- [Instruction]:
Convert the records into a JSON list of strings, one string per line, starting at the first line and ending after the line that contains "[[224, 433], [519, 209]]". Omit blank lines and leave the pictures out.

- [Extracted information]:
====================

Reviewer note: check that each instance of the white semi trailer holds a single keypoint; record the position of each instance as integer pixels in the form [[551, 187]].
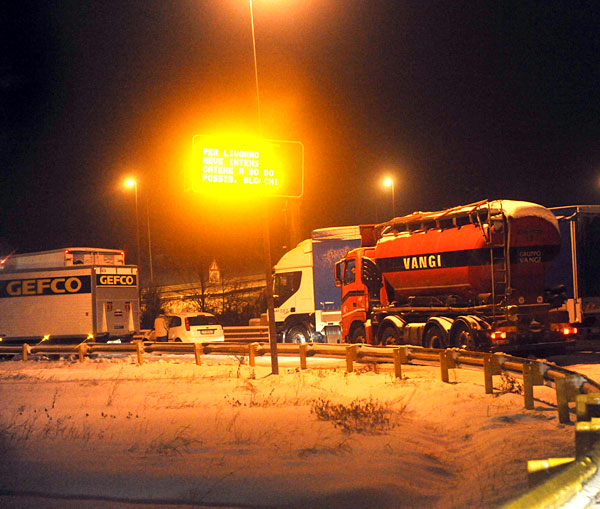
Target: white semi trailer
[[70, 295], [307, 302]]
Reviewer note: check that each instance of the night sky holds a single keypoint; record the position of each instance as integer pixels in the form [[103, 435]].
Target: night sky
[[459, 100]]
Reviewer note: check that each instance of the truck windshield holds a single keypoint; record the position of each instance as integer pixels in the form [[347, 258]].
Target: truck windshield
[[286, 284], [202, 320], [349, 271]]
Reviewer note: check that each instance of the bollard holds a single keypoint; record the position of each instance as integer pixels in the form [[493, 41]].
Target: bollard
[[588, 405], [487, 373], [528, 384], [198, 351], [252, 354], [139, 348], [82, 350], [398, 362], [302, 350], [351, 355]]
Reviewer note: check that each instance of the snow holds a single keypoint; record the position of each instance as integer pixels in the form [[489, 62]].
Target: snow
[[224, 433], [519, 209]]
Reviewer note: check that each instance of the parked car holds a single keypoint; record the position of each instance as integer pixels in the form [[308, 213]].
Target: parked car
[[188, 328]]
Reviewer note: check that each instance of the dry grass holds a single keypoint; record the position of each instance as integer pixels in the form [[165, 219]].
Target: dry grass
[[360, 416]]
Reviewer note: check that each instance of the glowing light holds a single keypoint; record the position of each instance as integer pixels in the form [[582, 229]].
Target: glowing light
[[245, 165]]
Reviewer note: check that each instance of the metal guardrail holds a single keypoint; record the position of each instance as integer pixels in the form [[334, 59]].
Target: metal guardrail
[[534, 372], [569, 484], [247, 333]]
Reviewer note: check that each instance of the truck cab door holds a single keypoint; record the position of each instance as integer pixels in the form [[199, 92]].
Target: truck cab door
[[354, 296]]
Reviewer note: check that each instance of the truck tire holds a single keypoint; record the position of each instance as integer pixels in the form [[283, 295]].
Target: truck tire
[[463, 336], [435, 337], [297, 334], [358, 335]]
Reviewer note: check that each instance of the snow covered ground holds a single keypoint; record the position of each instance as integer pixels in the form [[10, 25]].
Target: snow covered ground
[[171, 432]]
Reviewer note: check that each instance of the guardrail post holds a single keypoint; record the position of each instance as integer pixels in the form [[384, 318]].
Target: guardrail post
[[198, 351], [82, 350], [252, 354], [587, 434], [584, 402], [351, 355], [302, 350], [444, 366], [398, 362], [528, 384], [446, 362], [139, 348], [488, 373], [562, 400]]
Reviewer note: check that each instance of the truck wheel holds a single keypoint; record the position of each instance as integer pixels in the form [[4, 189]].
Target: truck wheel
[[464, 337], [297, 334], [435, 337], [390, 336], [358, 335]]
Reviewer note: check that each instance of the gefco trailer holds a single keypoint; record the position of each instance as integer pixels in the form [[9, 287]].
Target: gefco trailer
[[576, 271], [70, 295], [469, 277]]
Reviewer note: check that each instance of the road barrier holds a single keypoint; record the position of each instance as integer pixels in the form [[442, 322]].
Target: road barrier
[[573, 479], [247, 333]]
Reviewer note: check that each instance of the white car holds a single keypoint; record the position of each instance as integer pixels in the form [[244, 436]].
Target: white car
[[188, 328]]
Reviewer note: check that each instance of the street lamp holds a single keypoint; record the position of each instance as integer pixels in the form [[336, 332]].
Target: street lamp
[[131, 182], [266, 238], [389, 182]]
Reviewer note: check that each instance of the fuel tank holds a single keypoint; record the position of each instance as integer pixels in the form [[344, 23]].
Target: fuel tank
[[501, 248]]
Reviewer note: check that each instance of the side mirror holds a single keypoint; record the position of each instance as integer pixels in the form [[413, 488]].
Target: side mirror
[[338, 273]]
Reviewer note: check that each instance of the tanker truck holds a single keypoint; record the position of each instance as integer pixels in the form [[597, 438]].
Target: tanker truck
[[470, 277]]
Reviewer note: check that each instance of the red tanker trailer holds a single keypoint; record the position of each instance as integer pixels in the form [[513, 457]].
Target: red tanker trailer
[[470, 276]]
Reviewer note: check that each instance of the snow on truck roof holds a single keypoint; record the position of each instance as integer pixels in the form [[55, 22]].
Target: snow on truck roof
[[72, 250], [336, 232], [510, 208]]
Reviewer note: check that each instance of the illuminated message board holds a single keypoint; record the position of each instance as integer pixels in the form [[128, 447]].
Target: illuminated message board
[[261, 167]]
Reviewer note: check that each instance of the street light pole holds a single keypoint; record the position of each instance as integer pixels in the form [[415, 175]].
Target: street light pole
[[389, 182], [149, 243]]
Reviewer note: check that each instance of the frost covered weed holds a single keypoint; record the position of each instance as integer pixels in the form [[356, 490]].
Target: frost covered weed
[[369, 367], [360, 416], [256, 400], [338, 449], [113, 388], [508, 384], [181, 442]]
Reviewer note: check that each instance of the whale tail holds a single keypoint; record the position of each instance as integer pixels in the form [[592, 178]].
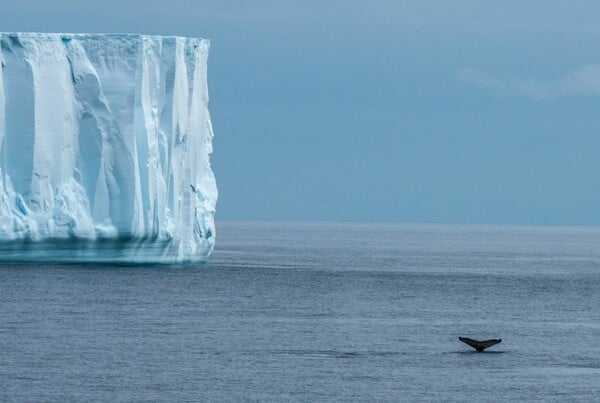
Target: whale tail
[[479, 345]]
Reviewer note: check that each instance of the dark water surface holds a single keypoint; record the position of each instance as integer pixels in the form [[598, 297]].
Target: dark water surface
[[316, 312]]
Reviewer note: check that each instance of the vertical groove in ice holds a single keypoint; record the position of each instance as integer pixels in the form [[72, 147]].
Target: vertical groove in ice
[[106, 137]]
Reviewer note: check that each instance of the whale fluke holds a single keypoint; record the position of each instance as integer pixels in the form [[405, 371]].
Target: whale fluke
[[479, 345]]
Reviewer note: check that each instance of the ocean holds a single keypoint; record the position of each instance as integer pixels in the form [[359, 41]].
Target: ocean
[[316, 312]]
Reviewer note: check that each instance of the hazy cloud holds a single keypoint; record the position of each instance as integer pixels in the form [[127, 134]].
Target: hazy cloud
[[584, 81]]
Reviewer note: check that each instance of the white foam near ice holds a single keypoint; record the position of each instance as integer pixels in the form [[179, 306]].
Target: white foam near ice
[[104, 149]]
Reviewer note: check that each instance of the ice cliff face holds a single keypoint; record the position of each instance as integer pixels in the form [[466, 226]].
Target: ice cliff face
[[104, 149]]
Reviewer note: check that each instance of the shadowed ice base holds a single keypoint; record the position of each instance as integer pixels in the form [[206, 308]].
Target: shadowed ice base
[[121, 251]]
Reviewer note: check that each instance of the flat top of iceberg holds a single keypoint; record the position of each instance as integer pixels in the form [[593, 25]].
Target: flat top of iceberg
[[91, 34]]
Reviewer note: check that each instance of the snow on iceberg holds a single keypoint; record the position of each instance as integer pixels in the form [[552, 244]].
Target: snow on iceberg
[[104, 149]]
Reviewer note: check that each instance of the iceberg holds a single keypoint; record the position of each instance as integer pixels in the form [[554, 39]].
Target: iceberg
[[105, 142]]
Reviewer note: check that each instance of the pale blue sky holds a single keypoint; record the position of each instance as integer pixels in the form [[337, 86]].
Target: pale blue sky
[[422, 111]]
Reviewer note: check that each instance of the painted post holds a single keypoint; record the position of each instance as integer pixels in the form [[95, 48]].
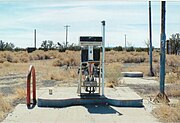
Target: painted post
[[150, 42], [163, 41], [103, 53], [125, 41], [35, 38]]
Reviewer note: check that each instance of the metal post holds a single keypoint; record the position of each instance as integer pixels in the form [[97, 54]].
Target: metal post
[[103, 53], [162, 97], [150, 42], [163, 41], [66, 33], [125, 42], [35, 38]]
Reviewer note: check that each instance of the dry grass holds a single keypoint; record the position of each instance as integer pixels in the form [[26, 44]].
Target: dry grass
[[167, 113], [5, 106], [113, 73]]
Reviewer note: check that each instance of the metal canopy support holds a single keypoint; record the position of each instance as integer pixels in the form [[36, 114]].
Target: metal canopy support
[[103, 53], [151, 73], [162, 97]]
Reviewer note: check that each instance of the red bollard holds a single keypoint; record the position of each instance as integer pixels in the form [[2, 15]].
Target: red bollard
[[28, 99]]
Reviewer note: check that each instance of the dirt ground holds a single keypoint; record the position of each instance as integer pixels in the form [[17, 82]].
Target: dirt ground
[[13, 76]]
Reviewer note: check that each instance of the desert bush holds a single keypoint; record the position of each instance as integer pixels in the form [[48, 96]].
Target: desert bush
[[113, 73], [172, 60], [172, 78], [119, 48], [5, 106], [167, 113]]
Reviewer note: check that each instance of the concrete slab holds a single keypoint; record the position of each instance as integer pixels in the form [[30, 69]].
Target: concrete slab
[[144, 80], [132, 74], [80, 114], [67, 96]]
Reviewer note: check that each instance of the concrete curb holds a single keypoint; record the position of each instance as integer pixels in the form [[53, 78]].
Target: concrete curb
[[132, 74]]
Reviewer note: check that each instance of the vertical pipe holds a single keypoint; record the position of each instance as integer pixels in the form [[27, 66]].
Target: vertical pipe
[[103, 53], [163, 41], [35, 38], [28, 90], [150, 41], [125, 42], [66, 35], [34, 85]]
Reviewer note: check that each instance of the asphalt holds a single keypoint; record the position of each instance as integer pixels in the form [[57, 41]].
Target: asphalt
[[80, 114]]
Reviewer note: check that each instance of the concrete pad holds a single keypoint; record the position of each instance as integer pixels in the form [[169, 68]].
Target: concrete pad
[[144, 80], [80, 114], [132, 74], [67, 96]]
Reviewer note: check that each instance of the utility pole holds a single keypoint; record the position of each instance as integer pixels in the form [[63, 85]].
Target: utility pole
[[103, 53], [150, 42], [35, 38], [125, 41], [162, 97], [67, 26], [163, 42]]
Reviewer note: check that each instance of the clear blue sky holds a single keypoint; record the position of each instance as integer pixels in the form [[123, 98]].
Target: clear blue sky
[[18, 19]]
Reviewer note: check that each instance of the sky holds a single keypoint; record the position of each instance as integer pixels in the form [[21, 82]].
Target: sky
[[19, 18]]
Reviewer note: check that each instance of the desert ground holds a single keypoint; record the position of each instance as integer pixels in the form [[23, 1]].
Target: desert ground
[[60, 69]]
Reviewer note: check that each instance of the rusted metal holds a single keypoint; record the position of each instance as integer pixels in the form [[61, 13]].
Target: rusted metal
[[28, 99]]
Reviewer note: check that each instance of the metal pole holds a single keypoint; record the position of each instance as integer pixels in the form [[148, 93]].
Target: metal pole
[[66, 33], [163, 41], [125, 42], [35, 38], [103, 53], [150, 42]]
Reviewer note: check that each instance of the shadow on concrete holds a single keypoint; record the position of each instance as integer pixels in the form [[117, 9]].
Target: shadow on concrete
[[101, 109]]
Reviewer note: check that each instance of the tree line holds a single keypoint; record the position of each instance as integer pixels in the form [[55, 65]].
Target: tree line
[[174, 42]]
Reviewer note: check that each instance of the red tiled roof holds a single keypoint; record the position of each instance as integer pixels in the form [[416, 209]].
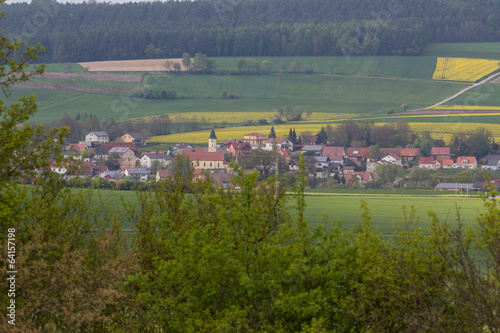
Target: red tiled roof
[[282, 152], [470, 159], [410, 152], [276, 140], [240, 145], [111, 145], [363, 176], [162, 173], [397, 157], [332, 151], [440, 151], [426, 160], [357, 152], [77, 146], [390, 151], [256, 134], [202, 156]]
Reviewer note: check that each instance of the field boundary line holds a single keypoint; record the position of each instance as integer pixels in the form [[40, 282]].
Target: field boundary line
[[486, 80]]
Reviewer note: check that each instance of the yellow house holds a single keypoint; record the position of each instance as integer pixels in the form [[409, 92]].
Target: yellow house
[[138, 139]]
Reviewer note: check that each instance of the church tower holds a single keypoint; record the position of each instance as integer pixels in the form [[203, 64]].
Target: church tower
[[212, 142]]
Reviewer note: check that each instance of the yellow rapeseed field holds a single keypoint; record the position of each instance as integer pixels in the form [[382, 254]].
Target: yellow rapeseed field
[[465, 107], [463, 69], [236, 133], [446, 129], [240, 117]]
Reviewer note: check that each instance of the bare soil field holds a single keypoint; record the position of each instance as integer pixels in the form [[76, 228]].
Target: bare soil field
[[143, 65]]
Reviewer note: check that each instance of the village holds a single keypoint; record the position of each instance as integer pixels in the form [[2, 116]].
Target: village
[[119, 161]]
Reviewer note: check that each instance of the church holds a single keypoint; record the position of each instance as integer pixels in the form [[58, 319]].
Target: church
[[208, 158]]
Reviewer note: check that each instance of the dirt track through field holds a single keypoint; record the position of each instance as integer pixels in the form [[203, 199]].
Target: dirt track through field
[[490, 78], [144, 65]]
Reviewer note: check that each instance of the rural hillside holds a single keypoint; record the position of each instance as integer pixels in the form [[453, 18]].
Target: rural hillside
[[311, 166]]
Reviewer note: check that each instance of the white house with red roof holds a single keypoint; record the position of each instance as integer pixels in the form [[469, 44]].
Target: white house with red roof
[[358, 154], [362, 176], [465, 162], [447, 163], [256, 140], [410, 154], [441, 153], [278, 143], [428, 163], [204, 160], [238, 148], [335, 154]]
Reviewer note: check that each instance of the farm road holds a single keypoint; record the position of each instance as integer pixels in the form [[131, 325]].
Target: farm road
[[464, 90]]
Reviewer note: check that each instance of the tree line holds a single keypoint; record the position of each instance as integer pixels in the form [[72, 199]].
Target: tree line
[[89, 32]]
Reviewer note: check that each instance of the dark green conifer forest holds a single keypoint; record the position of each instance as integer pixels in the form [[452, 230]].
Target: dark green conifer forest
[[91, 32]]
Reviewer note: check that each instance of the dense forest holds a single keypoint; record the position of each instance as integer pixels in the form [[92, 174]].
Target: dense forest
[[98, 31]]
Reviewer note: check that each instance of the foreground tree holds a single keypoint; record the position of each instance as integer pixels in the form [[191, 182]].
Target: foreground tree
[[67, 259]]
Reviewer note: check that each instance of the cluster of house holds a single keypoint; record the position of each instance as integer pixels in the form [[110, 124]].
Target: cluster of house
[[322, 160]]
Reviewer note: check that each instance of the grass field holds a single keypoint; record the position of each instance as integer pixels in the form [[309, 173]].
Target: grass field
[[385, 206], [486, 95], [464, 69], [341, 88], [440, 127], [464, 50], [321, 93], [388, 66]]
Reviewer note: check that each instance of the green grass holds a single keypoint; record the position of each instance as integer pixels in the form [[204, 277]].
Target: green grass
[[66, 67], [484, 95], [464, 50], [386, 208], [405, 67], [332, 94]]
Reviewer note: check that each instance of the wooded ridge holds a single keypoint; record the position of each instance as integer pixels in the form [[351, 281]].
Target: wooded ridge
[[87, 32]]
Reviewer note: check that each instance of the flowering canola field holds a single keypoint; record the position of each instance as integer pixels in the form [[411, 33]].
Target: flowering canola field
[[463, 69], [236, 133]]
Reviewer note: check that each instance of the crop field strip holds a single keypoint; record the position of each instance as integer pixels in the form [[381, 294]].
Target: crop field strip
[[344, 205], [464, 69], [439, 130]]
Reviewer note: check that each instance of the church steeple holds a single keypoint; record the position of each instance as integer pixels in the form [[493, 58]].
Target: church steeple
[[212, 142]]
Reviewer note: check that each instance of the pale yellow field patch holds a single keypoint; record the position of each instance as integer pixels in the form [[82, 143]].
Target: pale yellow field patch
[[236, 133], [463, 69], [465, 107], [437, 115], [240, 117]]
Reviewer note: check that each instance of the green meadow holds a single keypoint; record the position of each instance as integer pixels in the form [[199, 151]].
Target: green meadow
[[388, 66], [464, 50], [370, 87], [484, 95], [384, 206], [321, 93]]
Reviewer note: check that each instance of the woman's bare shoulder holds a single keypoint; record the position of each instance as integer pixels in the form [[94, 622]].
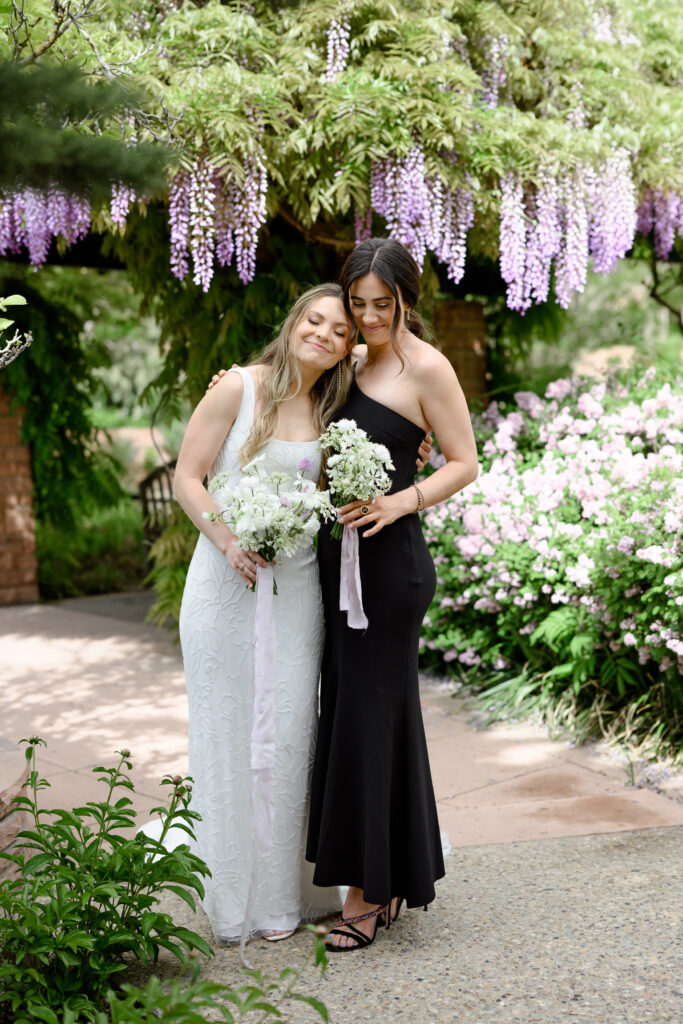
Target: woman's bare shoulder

====================

- [The output]:
[
  "Reviewer note: check that each instance of the white semi trailer holds a single keypoint; record the position of each instance as integer pixels in the form [[551, 187]].",
  "Target: white semi trailer",
  "[[70, 295], [307, 302]]",
  "Reviewer note: check that each instance of the night sky holds a single keypoint; record the position of each instance as integer pixels in the form [[103, 435]].",
  "Target: night sky",
  "[[459, 100]]",
  "Reviewer note: check that each instance of the truck windshield holds a single keypoint; record the position of each instance as integer pixels in the form [[347, 258]].",
  "Target: truck windshield",
  "[[286, 284], [202, 320], [349, 271]]",
  "Reviewer note: check that each instance of the bollard holds a single keypoint; record the position of each instance as integer pixels in the form [[493, 41]].",
  "Target: bollard",
  "[[588, 405], [487, 373], [528, 384], [198, 351], [252, 354], [139, 348], [82, 350], [398, 362], [302, 350], [351, 355]]",
  "Reviewer note: check that each instance of the snow holds a single keypoint; record the position of each instance as integer pixels in the form [[489, 62]].",
  "Target: snow",
  "[[224, 433], [519, 209]]"
]